◆ **DOCUMENT EXCERPT**:

--- START ---

The Ingram Insider
Family Edition, January 2023
Happy New Year!
Getting back into a school routine can be challenging. Here are some tips we hope you find helpful.
The night before school:
Lay out tomorrow’s clothes and pack their backpack with them
When a new schedule is starting, I like to do as much as possible in advance so there are minimal surprises on the morning school starts. Laying out an outfit gives my kids a sense of control over their new routine, and packing their bag can help them feel prepared (even if they don’t really need all that stuff on their first day back).
Ask what they want in their lunch box
Talk about lunch options for the next day and instead of packing something Pinterest-worthy, stick to foods that are comforting and easy to eat. My kids appreciate some predictability and ease when a new schedule starts, and knowing they’ll have some favorite lunch options helps them with the other big changes (new grade, new class, new routine)!
The morning of school:
Use a visual timer to help make the abstract concept of “time” more concrete
Especially for younger kids who don’t really know what “We have five minutes to get out the door!” actually means, they will appreciate seeing time visually represented. Visual timers use contrasting colors to show time elapsing, and give kids a sense of how much time they actually have. I like to use them all morning. I’ll set it for 10 minutes and say “This is how much time you have to get dressed.” Then I’ll set it for 15 minutes and say “This is how much time you have to eat.” Etc. It really helps keep my kids on track and saves me from repeating much-maligned phrases like “Hurry up! We don’t have time! Did you brush your teeth yet? Get your shoes on!!!”
Stay positive and send them off with a smile
It’s normal for their emotions to feel big during transition periods. I use this as an opportunity to acknowledge that things are hard. I often say something like “Starting a new schedule can feel tiring. I remember my first day of work at my new job (for example). It took me a while to feel comfortable with my new routine.” I find that dismissing their feelings isn’t helpful and some acknowledgement (without dwelling on the negative too much) goes a long way to helping them understand that any transition isn’t permanent.
Cold and Flu Season
When your child is ill, please contact the school to let us know he or she will not be attending that day.
State rules require schools to exclude students with certain illnesses from school for certain periods of time. For example, if a child has a fever over 100 degrees, he or she must stay out of school until fever-free for 24 hours without the use of fever-reducing medications. Students with diarrheal illnesses must stay home until they are diarrhea-free without use of diarrhea-suppressing medications for 24 hours.
If a student becomes ill during the school day, and the school nurse determines that the child should go home, the nurse will contact the parent.
At school we are cleaning and sanitizing all rooms daily. We are also teaching the students good hand washing techniques and encouraging the use of hand sanitizer.
Around The Building
🎉Positive Office Referrals🎉
Students can earn a positive office referral from their teacher by showing respect, having a great attitude, being responsible, working hard, being honest and showing self control!
Vanessa is positive and always ready to work and can always be caught doing the right thing.

--- END ---

Extracted records:
--- START ---

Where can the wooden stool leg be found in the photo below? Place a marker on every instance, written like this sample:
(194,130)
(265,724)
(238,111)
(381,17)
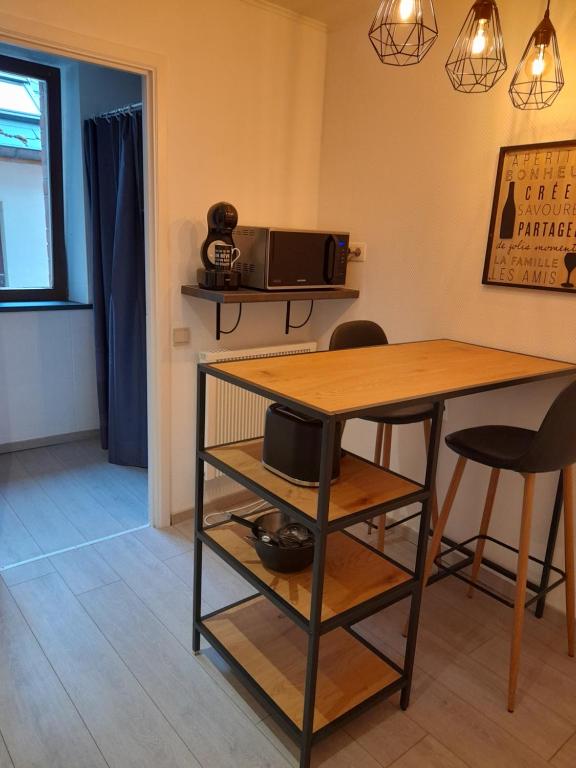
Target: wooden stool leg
(568,479)
(386,453)
(434,546)
(378,445)
(489,504)
(434,500)
(520,599)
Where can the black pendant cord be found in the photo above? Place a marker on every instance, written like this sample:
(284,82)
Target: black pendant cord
(301,325)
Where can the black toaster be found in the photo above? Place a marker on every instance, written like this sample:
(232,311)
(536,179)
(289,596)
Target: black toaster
(292,446)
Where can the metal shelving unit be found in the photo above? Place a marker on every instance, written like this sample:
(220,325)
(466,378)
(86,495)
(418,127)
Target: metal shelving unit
(293,645)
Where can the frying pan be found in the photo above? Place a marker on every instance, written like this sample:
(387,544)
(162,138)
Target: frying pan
(281,544)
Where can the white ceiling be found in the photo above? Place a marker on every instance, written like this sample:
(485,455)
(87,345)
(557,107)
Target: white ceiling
(331,12)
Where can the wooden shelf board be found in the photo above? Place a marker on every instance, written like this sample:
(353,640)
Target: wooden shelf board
(251,296)
(349,380)
(273,650)
(353,574)
(361,485)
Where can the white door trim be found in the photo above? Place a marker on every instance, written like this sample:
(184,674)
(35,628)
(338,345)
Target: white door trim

--- END ---

From the Ingram Insider newsletter, list every behavior that can earn a student a positive office referral from their teacher.

- Showing respect
- Having a great attitude
- Being responsible
- Working hard
- Being honest
- Showing self control